#### [PARTS OF THE EXERCISE]
1. In the article on child abuse in Travis County below, condense the paragraph beginning "The most common forms of abuse" into a short list that keeps its main facts.
2. Please write the next part of the article on child abuse in Travis County, picking up after its final sentence below.

After noticing an increase in child abuse victims coming to the emergency room, researchers at Dell Children's Medical Center studied and mapped out where child abuse is happening in Travis County. 

Doctors at Dell Children's Medical Center are noticing an alarming trend, more and more children are coming into the emergency room as victims of abuse.

"We see children every day in whom abuse or neglect is suspected and the problem seems to be growing," said Dr. Kelly Liker, MD, Medical Director of Child Abuse Pediatrics for Dell Children's Medical Center.

In 2012, one in every 100 kids were victims of abuse across the United States. In Travis County, the statistic reported was one in 87.

"It's really the tip of the iceberg," said Dr. Karla Lawson, PhD, Director of the Trauma and Injury Research Center at Dell Children's Medical Center. "Other studies have shown if you actually have self reports from people you're talking about one in 25 kids. So if you think about that, it's every classroom in this city has one kid."

"Child abuse is something we're not very comfortable thinking about or talking about," added Dr. Liker, "but it's going to happen to a child whether we want to think about it or not. So when they say something we really have to act to protect them."

The most common forms of abuse are neglectful supervision, physical abuse and sexual abuse. The doctors also say the most likely victims are the most vulnerable, babies.

"A lot of what we see, there are two kinds of main time periods where children are abused and that's in the early stages of their development where crying is an issue and that's a little bit later on when potty training is an issue," explained Dr. Lawson.

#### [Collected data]
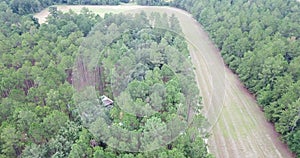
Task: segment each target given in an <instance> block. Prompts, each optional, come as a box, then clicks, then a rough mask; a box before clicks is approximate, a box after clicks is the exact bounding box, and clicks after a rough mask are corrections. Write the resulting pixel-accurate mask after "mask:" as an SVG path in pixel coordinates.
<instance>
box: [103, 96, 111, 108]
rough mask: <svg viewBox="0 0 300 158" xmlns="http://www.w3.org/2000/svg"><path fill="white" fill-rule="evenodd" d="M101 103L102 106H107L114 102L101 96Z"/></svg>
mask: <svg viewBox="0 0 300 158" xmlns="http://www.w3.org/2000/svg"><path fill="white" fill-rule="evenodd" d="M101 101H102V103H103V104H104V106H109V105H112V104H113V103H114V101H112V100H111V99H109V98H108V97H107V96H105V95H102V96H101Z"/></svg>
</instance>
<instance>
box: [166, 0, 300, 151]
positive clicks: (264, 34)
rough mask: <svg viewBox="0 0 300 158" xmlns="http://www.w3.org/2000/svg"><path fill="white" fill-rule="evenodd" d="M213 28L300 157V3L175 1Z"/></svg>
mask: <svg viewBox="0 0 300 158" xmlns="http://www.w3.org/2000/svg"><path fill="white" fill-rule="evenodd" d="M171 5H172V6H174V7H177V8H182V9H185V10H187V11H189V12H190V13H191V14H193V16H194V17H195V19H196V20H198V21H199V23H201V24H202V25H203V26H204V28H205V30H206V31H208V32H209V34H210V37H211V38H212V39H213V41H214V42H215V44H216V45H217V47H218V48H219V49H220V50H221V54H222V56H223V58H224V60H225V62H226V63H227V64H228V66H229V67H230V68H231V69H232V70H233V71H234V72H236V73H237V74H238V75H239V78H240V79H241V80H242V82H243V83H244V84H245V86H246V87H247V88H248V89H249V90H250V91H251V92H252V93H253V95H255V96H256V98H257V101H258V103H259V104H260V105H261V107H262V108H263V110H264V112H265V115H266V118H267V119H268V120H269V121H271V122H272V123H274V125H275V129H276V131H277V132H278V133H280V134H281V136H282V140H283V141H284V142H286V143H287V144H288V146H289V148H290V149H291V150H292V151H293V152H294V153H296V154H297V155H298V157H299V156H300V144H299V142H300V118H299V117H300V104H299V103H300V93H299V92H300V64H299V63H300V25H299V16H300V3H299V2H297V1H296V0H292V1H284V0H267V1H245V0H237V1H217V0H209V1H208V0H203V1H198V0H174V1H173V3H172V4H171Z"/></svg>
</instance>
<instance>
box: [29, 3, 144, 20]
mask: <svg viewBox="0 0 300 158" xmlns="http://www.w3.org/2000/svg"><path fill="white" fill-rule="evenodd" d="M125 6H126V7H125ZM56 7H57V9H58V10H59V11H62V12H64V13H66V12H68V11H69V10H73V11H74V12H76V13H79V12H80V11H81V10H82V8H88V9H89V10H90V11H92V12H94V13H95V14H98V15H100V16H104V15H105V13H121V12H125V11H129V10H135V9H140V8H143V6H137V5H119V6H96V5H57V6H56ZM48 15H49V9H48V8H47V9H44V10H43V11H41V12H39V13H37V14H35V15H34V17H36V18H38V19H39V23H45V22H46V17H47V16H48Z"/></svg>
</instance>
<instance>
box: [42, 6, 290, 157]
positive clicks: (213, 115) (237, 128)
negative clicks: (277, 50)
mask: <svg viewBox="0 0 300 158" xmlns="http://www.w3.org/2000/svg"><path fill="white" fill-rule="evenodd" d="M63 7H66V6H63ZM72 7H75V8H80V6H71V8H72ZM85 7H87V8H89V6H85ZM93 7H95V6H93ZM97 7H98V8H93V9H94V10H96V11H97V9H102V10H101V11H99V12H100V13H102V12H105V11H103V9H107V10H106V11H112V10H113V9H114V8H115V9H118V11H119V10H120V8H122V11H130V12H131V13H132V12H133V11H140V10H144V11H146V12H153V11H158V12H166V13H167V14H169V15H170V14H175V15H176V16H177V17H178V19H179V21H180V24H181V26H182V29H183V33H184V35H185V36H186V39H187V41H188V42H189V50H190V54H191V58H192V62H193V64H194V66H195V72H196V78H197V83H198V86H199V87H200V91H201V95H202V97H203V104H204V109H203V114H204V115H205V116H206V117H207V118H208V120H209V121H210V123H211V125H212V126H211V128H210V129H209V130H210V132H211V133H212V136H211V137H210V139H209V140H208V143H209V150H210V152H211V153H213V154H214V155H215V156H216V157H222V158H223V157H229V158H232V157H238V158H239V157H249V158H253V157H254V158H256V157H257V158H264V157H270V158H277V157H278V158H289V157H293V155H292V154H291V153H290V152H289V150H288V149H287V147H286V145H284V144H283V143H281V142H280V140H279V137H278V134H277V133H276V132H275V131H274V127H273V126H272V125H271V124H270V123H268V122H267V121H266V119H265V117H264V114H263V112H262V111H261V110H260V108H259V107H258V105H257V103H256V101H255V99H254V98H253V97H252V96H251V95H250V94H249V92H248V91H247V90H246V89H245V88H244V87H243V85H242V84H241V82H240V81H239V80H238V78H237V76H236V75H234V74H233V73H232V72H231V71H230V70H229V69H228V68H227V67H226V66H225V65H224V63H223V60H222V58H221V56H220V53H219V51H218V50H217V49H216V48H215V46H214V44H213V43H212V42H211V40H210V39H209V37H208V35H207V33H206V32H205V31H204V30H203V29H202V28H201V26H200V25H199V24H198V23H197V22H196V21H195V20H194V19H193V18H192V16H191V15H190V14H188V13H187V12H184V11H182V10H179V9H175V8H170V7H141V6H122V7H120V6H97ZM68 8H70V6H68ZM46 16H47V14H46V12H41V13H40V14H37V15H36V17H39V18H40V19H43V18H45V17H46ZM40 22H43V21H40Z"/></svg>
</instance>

#### [RESULTS OF THE TASKS]
1.
- Most common forms of abuse: neglectful supervision, physical abuse, and sexual abuse
- Most likely victims, according to the doctors: babies, the most vulnerable

2.
The disturbing trend prompted doctors at Dell Children's to take a closer look at the problem to see if the community could do more to prevent child abuse.

"Really what we felt was the best way to kind of target the problem was not from a treatment standpoint after the fact but was to try to go upstream and see if we could prevent these kids from coming to out [Emergency Department] at all," Lawson said.

Researchers used data from CPS from 2003 to 2012 and created maps of child abuse "hot spots". The maps focus on 2009 to 2012 when, nationally, child abuse reports spiked. Before then, the most abuse happened in what's called the "East Austin Crescent", an area east of I-35 from Rundberg Lane to Dove Springs, but that's not the case in more recent years.

"The urban core was showing a decreasing rate of substantiated reports of child maltreatment per one thousand children," said Dr. Amanda Barczyk, Ph.D., who is a Research Scientist at Dell Children's. "And we again thought, maybe the East Austin Crescent is expanding a bit but in this map, you can see even more the movement to the periphery of our county."

Researchers found these areas lack educational, economic, and health care resources, putting more stress on families and creating higher risk factors for child abuse.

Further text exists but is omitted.